- **Data excerpts**
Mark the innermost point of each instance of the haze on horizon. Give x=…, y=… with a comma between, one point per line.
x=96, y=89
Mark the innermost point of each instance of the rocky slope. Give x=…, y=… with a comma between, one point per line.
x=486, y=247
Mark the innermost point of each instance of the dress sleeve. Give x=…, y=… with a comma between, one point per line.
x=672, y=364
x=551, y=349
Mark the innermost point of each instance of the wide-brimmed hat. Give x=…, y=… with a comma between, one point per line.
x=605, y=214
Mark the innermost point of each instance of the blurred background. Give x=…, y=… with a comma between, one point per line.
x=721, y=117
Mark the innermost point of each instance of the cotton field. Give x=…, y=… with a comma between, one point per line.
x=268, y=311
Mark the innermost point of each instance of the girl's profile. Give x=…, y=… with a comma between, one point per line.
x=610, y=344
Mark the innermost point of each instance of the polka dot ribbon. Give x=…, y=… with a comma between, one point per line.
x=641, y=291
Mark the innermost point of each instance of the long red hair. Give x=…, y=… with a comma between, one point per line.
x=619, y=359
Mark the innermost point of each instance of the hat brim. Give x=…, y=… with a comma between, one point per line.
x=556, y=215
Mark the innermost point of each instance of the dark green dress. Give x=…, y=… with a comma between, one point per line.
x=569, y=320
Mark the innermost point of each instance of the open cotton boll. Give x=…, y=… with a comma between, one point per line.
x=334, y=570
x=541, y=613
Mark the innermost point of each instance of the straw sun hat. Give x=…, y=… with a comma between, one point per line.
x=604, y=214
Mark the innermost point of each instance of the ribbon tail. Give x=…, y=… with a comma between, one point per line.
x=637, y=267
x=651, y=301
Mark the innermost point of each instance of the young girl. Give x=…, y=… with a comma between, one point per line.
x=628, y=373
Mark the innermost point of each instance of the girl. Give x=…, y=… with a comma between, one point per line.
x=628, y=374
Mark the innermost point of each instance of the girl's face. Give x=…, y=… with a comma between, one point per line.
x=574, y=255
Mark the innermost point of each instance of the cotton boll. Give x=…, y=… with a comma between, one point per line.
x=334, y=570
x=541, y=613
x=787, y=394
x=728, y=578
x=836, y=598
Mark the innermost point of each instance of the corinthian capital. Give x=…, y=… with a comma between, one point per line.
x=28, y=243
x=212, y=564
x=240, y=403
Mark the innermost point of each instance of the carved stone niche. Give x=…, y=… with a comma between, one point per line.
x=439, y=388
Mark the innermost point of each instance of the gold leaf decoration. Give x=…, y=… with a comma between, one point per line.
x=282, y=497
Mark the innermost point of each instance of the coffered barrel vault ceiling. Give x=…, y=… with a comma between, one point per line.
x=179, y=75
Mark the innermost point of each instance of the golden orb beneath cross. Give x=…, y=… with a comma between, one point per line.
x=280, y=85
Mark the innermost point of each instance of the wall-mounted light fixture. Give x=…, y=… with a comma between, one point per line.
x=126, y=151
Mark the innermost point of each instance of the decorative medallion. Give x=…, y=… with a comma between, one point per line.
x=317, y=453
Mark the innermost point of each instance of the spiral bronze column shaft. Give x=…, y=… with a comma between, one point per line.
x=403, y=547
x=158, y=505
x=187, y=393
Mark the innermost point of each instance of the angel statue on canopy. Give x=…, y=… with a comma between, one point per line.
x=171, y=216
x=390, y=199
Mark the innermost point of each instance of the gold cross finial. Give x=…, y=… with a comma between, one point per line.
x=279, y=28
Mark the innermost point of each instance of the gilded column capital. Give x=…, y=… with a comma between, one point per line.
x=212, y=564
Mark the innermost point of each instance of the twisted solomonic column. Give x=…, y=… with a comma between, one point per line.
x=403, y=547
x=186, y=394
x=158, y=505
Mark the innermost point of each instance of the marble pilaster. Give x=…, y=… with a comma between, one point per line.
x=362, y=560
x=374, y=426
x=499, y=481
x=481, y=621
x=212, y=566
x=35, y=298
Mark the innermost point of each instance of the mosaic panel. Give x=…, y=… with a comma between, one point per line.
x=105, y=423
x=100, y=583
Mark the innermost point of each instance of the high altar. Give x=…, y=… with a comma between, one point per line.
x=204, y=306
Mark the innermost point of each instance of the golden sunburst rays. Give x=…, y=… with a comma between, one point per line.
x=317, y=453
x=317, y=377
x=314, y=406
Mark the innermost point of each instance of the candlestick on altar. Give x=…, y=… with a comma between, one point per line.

- **How to complete this task**
Each record above must be given again exactly as written.

- **Response to the task**
Mark the innermost point of each instance of the haze on horizon. Give x=…, y=… with a comma between, one point per line.
x=96, y=89
Mark the innermost point of each instance of the rocky slope. Give x=…, y=… with a comma between, one point per line.
x=486, y=247
Mark the innermost point of each instance of the dress sleeve. Give x=…, y=… with a comma between, one point per line.
x=672, y=364
x=551, y=349
Mark the innermost point of each instance of the wide-brimmed hat. Give x=…, y=… with a comma between, one point per line.
x=605, y=214
Mark the innermost point of each instance of the blurred background. Give x=…, y=… with a comma between, one point per line.
x=721, y=117
Mark the innermost point of each instance of the cotton field. Give x=…, y=… with a comma between, one point per line.
x=268, y=311
Mark the innermost point of each instance of the girl's profile. Give x=…, y=… with a comma between, one point per line.
x=610, y=344
Mark the innermost point of each instance of the polka dot ribbon. Give x=…, y=… with a comma between, one point per line.
x=641, y=291
Mark the innermost point of each instance of the long red hair. Give x=…, y=… with a comma between, one point per line.
x=619, y=359
Mark the innermost point of each instance of the hat brim. Give x=…, y=… with a comma between, one point per line.
x=556, y=215
Mark the innermost point of each instance of the dark green dress. Give x=…, y=… with a comma between, one point per line.
x=569, y=320
Mark the innermost point of each instance of the open cotton boll. Give x=…, y=… with a comma between, one point per line.
x=334, y=570
x=541, y=613
Mark the innermost point of each instance of the straw sun hat. Give x=…, y=… with a comma between, one point per line.
x=604, y=214
Mark the innermost point of each instance of the ribbon tail. Give x=…, y=… with a comma between, one point per line.
x=637, y=267
x=651, y=301
Mark the innermost point of each instance of the young girl. Give x=…, y=… with a comma between, one point per line.
x=628, y=373
Mark the innermost point of each instance of the girl. Give x=…, y=… with a comma between, one point per line.
x=628, y=374
Mark the innermost point of each instance of the girl's face. Give x=…, y=… with a comma between, one point per line.
x=574, y=255
Mark the innermost point of each instance of the cotton boll. Give x=…, y=… with a comma between, one point per line.
x=334, y=570
x=541, y=613
x=787, y=394
x=728, y=578
x=836, y=598
Mark the innermost point of each instance of the corinthian capital. Give x=…, y=… with a comma between, one point per line.
x=28, y=243
x=212, y=564
x=240, y=403
Mark the innermost point of each instance of the carved stone niche. Give x=…, y=… with a comma between, one point per line.
x=439, y=388
Mark the innermost point of each instance of the gold leaf decoration. Give x=…, y=… with a comma between, one point per line.
x=282, y=497
Mark the innermost point of each instance of the coffered barrel vault ceiling. Give x=…, y=… with a comma between, one point per line.
x=179, y=75
Mark the innermost point of each instance of the golden orb beneath cross. Give x=…, y=… with a comma between, one point per line.
x=280, y=85
Mark the innermost point of each instance of the wall-mounted light fixture. Give x=…, y=… with a comma between, one point per line.
x=126, y=151
Mark the innermost point of each instance of the decorative medallion. Give x=…, y=… with a comma between, one point per line.
x=317, y=453
Mark the innermost point of each instance of the spiral bronze column shaft. Give x=…, y=… with a comma between, one point per line.
x=403, y=547
x=158, y=505
x=187, y=393
Mark the innermost point of each instance of the angel statue on canopy. Give x=…, y=… with a comma between, one point per line.
x=171, y=216
x=390, y=199
Mark the innermost point of each instance of the gold cross finial. Give x=…, y=… with a comma between, one point per line.
x=279, y=28
Mark the innermost point of each instance of the gilded column capital. Give x=…, y=… with a comma between, one point per line.
x=212, y=564
Mark the innermost point of each instance of the twisted solomonic column. Give x=…, y=… with a comma between, one point per line.
x=403, y=547
x=186, y=394
x=158, y=505
Mark the innermost point of each instance of the marble pilaster. Give x=…, y=… with a comma between, one point per line.
x=362, y=560
x=374, y=426
x=499, y=481
x=481, y=621
x=212, y=566
x=35, y=298
Mark the innermost point of each instance of the mosaic panel. Give x=…, y=… with a comma between, one point per line.
x=105, y=423
x=100, y=583
Mark the innermost point of each instance of the high altar. Give x=…, y=… with a comma between, one point per line.
x=204, y=306
Mark the innermost point of each instance of the golden sunburst rays. Give x=…, y=… with a comma between, one point per line.
x=317, y=453
x=317, y=377
x=314, y=406
Mark the innermost point of each instance of the candlestick on altar. Give x=…, y=… with a comma between, one point per line.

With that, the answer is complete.